§ **Activity**: Express all of the data below as a two-column CSV headed input and output. Give one row per input, with its text under input and its answer under output, each field quoted and line breaks replaced by spaces.

§ **Stored data entries**:
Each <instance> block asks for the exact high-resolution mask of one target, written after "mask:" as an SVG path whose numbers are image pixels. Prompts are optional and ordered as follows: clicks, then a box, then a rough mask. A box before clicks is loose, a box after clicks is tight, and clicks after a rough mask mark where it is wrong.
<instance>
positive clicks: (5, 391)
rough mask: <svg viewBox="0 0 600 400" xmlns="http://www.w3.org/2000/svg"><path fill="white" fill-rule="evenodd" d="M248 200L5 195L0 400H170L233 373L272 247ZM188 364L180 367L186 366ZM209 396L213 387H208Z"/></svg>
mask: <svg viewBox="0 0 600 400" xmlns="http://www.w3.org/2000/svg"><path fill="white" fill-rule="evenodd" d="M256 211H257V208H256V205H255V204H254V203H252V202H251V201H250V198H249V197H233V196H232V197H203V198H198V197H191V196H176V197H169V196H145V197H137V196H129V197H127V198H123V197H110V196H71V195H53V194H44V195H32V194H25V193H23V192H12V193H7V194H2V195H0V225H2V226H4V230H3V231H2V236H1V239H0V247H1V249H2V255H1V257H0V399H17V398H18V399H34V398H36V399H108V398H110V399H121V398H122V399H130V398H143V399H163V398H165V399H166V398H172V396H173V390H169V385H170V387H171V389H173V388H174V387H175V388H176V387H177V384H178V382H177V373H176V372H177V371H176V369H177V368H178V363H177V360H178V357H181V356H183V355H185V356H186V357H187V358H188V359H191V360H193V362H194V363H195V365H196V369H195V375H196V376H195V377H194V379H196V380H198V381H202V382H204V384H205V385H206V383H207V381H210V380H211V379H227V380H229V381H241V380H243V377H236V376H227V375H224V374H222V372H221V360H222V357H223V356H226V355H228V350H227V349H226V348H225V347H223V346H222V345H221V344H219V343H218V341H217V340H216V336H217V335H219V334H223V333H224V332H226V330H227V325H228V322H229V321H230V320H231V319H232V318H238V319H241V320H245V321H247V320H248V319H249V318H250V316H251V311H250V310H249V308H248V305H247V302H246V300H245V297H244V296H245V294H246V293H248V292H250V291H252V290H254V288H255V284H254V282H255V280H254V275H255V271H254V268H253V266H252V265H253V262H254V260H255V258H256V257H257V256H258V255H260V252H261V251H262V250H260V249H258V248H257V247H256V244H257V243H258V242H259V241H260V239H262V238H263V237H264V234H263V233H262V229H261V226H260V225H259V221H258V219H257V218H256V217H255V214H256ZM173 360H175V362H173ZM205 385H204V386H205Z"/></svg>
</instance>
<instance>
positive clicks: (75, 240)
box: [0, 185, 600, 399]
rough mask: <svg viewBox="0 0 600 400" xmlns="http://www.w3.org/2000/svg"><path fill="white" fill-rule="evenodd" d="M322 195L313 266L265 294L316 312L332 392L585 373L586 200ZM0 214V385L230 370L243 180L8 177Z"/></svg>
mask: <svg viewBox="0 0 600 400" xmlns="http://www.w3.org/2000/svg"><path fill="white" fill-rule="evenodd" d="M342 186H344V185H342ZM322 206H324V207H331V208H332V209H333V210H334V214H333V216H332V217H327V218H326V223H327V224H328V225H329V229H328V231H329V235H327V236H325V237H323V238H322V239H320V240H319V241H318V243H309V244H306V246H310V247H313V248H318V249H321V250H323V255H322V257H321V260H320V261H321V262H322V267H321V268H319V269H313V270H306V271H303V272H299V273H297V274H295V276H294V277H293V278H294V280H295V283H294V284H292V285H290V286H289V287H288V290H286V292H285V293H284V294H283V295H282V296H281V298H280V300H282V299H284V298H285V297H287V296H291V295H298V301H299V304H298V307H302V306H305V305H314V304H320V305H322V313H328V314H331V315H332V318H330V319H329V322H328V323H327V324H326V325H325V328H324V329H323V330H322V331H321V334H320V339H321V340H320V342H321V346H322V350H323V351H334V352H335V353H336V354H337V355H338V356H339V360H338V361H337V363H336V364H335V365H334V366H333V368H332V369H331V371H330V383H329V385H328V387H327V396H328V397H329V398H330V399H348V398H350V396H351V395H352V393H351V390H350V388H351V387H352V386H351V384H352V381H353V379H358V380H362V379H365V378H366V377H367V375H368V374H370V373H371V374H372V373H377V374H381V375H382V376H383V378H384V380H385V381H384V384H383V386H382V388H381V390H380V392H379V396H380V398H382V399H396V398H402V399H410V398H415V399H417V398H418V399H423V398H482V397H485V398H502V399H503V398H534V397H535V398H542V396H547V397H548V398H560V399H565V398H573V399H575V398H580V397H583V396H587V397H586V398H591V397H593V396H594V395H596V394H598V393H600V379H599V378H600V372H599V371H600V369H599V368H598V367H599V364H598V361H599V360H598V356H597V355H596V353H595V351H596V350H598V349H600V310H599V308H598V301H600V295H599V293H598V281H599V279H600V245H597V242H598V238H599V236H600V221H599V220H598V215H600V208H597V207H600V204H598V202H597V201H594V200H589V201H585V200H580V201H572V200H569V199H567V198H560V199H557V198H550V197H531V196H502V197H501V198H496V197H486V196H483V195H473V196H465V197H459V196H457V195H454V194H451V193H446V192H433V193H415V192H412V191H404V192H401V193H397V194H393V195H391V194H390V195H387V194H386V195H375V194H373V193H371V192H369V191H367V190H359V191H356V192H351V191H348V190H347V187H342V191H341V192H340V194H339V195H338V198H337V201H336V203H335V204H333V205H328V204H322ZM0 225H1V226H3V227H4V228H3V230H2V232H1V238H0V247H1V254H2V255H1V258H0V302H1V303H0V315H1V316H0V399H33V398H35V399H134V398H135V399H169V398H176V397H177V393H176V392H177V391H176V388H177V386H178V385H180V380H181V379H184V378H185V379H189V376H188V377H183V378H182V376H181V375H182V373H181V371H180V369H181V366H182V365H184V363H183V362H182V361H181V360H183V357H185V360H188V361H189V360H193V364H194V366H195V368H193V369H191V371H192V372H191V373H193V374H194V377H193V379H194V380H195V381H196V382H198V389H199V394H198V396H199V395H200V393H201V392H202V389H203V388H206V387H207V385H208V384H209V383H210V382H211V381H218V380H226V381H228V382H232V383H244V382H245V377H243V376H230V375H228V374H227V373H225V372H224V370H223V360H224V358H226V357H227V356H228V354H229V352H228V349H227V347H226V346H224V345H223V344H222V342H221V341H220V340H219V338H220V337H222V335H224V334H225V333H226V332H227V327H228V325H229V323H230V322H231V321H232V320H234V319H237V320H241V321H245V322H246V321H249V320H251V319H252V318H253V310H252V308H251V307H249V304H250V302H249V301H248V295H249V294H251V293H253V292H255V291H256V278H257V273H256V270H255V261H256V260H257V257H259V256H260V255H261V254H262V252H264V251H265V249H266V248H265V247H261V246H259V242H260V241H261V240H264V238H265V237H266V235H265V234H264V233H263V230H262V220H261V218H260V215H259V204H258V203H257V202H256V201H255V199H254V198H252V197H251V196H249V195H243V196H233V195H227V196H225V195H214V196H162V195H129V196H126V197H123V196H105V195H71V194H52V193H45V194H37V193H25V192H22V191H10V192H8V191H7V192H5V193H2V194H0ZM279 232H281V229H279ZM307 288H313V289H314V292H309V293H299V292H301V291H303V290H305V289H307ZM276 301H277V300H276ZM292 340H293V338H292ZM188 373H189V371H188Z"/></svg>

§ **Answer to the exercise**:
input,output
"Each <instance> block asks for the exact high-resolution mask of one target, written after ""mask:"" as an SVG path whose numbers are image pixels. Prompts are optional and ordered as follows: clicks, then a box, then a rough mask. A box before clicks is loose, a box after clicks is tight, and clicks after a rough mask mark where it is wrong. <instance> positive clicks: (5, 391) rough mask: <svg viewBox=""0 0 600 400"" xmlns=""http://www.w3.org/2000/svg""><path fill=""white"" fill-rule=""evenodd"" d=""M248 200L5 195L0 400H170L233 373L272 247ZM188 364L180 367L186 366ZM209 396L213 387H208Z""/></svg>","mask: <svg viewBox=""0 0 600 400"" xmlns=""http://www.w3.org/2000/svg""><path fill=""white"" fill-rule=""evenodd"" d=""M256 211H257V208H256V205H255V204H254V203H252V202H251V201H250V198H249V197H233V196H232V197H203V198H198V197H191V196H176V197H169V196H145V197H137V196H129V197H127V198H123V197H110V196H71V195H53V194H44V195H32V194H25V193H23V192H12V193H7V194H2V195H0V225H2V226H4V230H3V231H2V236H1V239H0V247H1V249H2V255H1V257H0V399H17V398H18V399H34V398H36V399H108V398H110V399H121V398H122V399H130V398H143V399H163V398H165V399H166V398H172V396H173V390H169V385H170V387H171V389H173V388H174V387H175V388H176V387H177V384H178V382H177V373H176V372H177V371H176V369H177V368H178V363H177V360H178V357H181V356H183V355H185V356H186V357H187V358H188V359H191V360H193V362H194V363H195V365H196V369H195V375H196V376H195V377H194V379H196V380H198V381H202V382H204V384H205V385H206V383H207V381H210V380H211V379H227V380H229V381H241V380H243V377H236V376H227V375H224V374H222V372H221V360H222V357H223V356H226V355H228V350H227V349H226V348H225V347H223V346H222V345H221V344H219V343H218V341H217V340H216V336H217V335H219V334H223V333H224V332H226V330H227V325H228V322H229V321H230V320H231V319H232V318H238V319H241V320H245V321H247V320H248V319H249V318H250V316H251V311H250V310H249V308H248V305H247V302H246V300H245V297H244V296H245V294H246V293H248V292H250V291H252V290H254V288H255V284H254V282H255V280H254V275H255V271H254V268H253V266H252V265H253V262H254V260H255V258H256V257H257V256H258V255H260V252H261V251H262V250H260V249H258V248H257V247H256V244H257V243H258V242H259V241H260V239H262V238H263V237H264V234H263V233H262V229H261V226H260V225H259V221H258V219H257V218H256V217H255V214H256ZM173 360H175V362H173ZM205 385H204V386H205Z""/></svg>"
"</instance> <instance> positive clicks: (75, 240) box:","[0, 185, 600, 399]"
"rough mask: <svg viewBox=""0 0 600 400"" xmlns=""http://www.w3.org/2000/svg""><path fill=""white"" fill-rule=""evenodd"" d=""M322 195L313 266L265 294L316 312L332 392L585 373L586 200ZM0 214V385L230 370L243 180L8 177Z""/></svg>","mask: <svg viewBox=""0 0 600 400"" xmlns=""http://www.w3.org/2000/svg""><path fill=""white"" fill-rule=""evenodd"" d=""M342 186H344V185H342ZM322 206H324V207H331V208H332V209H333V210H334V214H333V216H332V217H327V218H326V223H327V224H328V225H329V229H328V231H329V235H327V236H325V237H323V238H322V239H320V240H319V241H318V243H309V244H306V246H310V247H313V248H318V249H321V250H323V255H322V257H321V260H320V261H321V262H322V267H321V268H319V269H313V270H306V271H303V272H299V273H297V274H295V276H294V277H293V278H294V280H295V283H294V284H292V285H290V286H289V287H288V290H286V292H285V293H284V294H283V295H282V296H281V298H280V300H282V299H284V298H285V297H287V296H291V295H298V301H299V304H298V307H302V306H305V305H314V304H320V305H322V313H328V314H331V315H332V318H330V319H329V322H328V323H327V324H326V325H325V328H324V329H323V330H322V331H321V334H320V339H321V340H320V342H321V346H322V350H323V351H334V352H335V353H336V354H337V355H338V356H339V360H338V361H337V363H336V364H335V365H334V366H333V368H332V369H331V371H330V383H329V385H328V387H327V396H328V397H329V398H330V399H348V398H350V396H351V395H352V393H351V390H350V388H351V387H352V386H351V384H352V381H353V379H358V380H362V379H365V378H366V377H367V375H368V374H370V373H371V374H372V373H377V374H381V375H382V376H383V378H384V380H385V381H384V384H383V386H382V388H381V390H380V392H379V396H380V398H382V399H396V398H402V399H410V398H415V399H417V398H418V399H423V398H482V397H485V398H502V399H503V398H534V397H535V398H542V396H547V397H548V398H560V399H565V398H573V399H575V398H580V397H583V396H587V397H586V398H591V397H593V396H594V395H596V394H598V393H600V379H599V378H600V372H599V371H600V369H599V368H598V367H599V364H598V361H599V360H598V356H597V355H596V353H595V351H596V350H598V349H600V310H599V308H598V301H600V295H599V293H598V281H599V279H600V245H597V242H598V238H599V236H600V221H599V220H598V215H600V208H597V207H600V204H598V202H597V201H594V200H589V201H585V200H580V201H572V200H569V199H567V198H560V199H557V198H550V197H531V196H502V197H501V198H496V197H486V196H483V195H473V196H465V197H459V196H457V195H454V194H451V193H446V192H433V193H415V192H412V191H404V192H401V193H397V194H393V195H391V194H390V195H387V194H386V195H375V194H373V193H371V192H369V191H367V190H359V191H356V192H351V191H348V190H347V187H342V191H341V192H340V194H339V195H338V198H337V201H336V203H335V204H333V205H328V204H322ZM0 225H1V226H3V227H4V228H3V230H2V232H1V238H0V247H1V254H2V255H1V258H0V302H1V303H0V315H1V316H0V399H33V398H35V399H134V398H135V399H169V398H176V397H177V393H176V392H177V391H176V388H177V386H178V385H180V380H181V379H184V378H185V379H189V376H188V377H183V378H182V376H181V375H182V373H181V371H180V369H181V366H182V365H184V363H183V362H182V361H181V360H183V357H185V360H188V361H189V360H193V364H194V366H195V368H193V369H191V371H192V372H191V373H193V374H194V377H193V379H194V380H195V381H196V382H198V389H199V394H198V396H199V395H200V393H201V392H202V389H203V388H206V387H207V385H208V384H209V383H210V382H211V381H218V380H226V381H228V382H232V383H244V382H245V377H243V376H230V375H228V374H227V373H225V372H224V370H223V360H224V358H226V357H227V356H228V354H229V352H228V349H227V347H226V346H224V345H223V344H222V342H221V341H220V340H219V338H220V337H222V335H224V334H225V333H226V332H227V327H228V325H229V323H230V322H231V321H232V320H234V319H237V320H241V321H245V322H246V321H249V320H251V319H252V318H253V310H252V308H251V307H249V304H250V302H249V301H248V295H249V294H251V293H253V292H255V291H256V278H257V273H256V270H255V261H256V260H257V257H259V256H260V255H261V254H262V252H264V251H265V249H266V248H265V247H261V246H259V242H260V241H261V240H264V238H265V237H266V235H265V234H264V233H263V230H262V220H261V218H260V215H259V204H258V203H257V202H256V201H255V199H254V198H252V197H251V196H249V195H243V196H233V195H227V196H225V195H214V196H162V195H129V196H126V197H123V196H105V195H71V194H52V193H45V194H37V193H25V192H22V191H10V192H8V191H7V192H5V193H2V194H0ZM279 232H281V229H279ZM307 288H313V289H314V292H309V293H299V292H301V291H303V290H305V289H307ZM276 301H277V300H276ZM292 340H293V338H292ZM188 373H189V371H188Z""/></svg>"